**Given problem:** Extract the rows below from the line containing "Target: shallow water" through the final row, including both ends, and repeat them exactly.
⁂
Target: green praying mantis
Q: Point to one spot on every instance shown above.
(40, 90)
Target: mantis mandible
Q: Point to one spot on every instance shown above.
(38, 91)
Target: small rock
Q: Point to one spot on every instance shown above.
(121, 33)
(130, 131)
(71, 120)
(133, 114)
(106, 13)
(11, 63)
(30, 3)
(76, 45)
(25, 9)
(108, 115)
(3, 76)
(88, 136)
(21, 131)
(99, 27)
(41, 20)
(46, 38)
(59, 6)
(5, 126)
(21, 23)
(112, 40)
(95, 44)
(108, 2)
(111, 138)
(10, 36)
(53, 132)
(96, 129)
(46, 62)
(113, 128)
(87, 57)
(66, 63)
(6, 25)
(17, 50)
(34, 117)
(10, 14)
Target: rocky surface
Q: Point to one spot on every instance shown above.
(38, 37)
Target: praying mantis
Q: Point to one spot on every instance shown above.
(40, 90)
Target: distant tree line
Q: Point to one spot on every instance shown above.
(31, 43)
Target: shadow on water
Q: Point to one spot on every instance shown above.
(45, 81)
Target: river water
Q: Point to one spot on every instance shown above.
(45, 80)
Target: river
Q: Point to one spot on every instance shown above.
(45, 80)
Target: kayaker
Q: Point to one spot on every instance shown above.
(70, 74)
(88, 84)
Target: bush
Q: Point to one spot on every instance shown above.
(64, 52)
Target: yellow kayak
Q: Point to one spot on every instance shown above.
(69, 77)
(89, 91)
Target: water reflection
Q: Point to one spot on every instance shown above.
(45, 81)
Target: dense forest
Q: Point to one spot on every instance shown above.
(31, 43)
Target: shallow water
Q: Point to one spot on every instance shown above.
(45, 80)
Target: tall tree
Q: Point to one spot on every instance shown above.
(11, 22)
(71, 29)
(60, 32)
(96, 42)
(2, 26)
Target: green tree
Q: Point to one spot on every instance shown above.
⁂
**Expected answer:**
Target: shallow water
Q: Point to one spot on every instance shown above.
(45, 80)
Target: tall tree
Q: Point to one spot on every instance shown above.
(11, 22)
(71, 29)
(60, 32)
(96, 42)
(2, 26)
Target: green tree
Q: Point to one spot on every instance shown above.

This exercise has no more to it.